▸ **Problem details**
A verbatim reproduction of the lines below, from the line containing "Please place a point on every instance of the utility" through the line containing "Please place a point on every instance of the palm", both ends included, is the whole required output.
====
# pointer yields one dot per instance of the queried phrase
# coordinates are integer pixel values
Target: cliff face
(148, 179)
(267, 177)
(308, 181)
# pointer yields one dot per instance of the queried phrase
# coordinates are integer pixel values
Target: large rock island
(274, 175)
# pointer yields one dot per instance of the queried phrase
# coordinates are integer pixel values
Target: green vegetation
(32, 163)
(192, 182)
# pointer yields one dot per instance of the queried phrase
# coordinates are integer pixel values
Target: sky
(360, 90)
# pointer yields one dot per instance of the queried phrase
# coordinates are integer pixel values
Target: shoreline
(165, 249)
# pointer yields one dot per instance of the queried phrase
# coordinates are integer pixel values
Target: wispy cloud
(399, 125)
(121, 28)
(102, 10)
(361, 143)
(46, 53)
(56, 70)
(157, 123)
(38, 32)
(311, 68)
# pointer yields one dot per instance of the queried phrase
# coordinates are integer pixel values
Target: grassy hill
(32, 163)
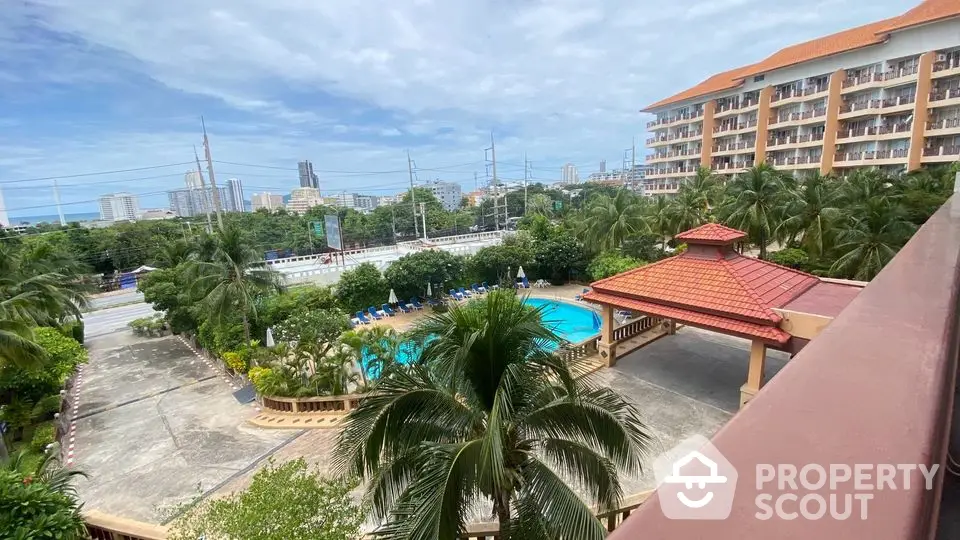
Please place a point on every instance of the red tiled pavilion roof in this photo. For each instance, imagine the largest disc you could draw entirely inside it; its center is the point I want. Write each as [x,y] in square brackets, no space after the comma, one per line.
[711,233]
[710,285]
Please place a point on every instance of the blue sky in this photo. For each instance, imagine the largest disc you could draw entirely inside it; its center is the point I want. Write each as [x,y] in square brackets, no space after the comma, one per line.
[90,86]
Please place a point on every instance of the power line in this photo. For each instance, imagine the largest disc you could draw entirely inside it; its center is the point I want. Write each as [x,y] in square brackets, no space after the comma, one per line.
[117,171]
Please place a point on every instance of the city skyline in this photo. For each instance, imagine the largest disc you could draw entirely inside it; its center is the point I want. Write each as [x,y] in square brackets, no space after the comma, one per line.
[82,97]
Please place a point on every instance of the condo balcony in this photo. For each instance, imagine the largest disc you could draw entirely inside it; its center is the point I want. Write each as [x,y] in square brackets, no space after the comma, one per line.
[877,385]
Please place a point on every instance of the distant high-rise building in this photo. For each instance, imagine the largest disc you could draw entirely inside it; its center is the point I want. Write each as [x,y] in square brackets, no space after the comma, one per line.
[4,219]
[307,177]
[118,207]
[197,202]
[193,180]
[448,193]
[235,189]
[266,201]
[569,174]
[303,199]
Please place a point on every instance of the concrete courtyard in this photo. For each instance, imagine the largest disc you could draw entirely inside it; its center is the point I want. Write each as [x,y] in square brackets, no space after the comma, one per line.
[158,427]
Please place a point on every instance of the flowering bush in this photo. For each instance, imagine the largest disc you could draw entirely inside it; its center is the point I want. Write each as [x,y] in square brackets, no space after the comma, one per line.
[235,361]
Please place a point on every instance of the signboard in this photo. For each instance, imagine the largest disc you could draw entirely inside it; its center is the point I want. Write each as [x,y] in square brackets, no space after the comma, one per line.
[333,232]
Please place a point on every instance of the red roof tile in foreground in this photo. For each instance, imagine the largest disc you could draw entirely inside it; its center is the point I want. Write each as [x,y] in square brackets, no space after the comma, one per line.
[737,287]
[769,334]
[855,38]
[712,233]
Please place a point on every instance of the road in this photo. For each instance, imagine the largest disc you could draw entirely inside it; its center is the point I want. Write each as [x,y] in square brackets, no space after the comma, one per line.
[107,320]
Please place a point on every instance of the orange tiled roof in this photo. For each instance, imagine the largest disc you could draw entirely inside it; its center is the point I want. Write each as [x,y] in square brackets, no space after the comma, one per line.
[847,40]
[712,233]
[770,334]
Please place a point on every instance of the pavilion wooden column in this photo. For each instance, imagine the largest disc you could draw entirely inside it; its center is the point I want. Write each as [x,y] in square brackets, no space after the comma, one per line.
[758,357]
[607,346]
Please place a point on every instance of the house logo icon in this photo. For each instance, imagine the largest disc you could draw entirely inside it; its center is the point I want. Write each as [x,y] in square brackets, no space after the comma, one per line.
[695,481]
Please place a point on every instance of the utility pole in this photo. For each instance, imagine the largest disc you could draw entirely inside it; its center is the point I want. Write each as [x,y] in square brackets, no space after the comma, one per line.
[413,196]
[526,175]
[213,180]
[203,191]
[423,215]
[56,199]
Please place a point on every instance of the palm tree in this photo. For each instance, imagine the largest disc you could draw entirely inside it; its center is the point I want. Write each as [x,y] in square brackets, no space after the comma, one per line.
====
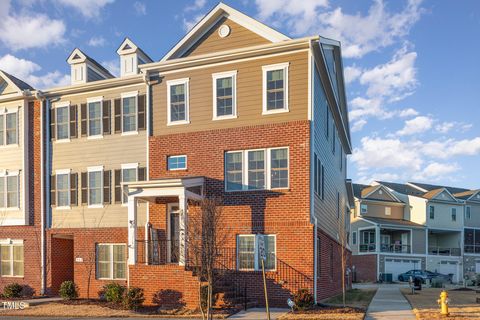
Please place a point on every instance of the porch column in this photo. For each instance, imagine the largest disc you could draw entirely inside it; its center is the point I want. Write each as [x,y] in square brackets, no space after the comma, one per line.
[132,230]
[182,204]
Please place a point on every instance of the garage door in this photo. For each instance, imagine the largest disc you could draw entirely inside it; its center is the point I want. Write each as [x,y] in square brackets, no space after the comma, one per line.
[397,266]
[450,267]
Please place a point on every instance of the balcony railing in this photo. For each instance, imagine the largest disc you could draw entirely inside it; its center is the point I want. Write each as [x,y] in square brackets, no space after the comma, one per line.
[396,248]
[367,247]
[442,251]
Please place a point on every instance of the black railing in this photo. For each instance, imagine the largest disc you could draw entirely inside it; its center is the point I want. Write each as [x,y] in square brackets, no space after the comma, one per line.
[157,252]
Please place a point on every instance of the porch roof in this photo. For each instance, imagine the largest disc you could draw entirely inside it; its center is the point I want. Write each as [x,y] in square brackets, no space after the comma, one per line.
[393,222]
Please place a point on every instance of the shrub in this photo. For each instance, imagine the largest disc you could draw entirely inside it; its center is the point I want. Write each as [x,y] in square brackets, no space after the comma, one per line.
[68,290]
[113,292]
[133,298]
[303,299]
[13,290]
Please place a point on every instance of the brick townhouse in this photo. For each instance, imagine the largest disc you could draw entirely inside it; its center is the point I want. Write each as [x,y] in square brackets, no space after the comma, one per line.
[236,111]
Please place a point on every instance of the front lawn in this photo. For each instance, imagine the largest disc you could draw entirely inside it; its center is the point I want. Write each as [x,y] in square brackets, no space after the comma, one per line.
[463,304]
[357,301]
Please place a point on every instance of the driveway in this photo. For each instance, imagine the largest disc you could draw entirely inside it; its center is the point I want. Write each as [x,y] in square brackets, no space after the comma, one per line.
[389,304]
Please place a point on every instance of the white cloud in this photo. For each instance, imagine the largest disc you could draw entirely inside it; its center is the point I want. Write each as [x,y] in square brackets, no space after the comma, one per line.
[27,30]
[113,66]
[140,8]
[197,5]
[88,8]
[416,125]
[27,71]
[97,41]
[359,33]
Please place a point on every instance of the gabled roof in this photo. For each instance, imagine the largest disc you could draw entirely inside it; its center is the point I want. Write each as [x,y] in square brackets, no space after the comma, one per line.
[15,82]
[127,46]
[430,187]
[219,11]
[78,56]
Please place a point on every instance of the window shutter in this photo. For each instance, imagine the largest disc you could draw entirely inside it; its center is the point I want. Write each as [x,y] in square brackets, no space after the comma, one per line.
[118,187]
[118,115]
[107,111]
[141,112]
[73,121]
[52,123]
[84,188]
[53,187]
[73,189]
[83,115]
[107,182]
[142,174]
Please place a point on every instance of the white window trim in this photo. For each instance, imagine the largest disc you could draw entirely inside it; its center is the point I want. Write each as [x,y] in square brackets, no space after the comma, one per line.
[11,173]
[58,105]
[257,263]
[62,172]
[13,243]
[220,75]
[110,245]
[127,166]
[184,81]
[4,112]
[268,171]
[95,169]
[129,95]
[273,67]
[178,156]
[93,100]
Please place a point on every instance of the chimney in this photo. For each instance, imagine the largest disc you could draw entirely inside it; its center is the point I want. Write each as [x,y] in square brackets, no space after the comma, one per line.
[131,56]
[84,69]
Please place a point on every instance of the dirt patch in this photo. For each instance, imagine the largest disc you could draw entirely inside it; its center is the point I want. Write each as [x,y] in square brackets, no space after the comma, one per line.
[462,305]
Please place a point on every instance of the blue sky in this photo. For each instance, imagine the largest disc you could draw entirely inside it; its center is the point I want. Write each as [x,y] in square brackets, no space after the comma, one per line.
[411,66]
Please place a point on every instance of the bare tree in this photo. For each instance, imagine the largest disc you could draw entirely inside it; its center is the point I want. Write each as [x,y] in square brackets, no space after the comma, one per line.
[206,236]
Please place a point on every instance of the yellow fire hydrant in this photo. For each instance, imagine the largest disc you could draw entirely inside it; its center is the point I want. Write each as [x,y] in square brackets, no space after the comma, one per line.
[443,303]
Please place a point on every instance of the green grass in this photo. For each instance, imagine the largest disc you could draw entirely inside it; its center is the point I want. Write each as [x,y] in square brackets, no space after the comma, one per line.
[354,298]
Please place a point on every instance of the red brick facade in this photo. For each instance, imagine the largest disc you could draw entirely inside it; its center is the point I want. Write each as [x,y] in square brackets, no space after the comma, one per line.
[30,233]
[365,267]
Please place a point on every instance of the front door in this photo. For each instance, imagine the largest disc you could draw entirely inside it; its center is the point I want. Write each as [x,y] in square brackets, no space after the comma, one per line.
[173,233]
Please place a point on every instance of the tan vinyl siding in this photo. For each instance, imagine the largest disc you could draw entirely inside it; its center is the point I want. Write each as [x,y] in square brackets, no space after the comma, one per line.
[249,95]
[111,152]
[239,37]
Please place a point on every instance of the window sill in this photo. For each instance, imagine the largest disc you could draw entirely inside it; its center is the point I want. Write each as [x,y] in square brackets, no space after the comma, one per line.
====
▸ **Solved problem**
Please place a point on every instance of the utility pole in this photo. For each instance, imagine the largest disc you could draw entirely inside it; its center is the point I want. Write each as [x,y] in square brackets, no space after the comma, one per line.
[413,196]
[526,175]
[213,180]
[203,191]
[423,215]
[56,199]
Please place a point on every instance of the palm tree in this photo. For each instance, imagine the largest disc you could draw entirely inside it; its center is the point I want. Write each as [x,y] in square brackets, no space after the comma, one per line.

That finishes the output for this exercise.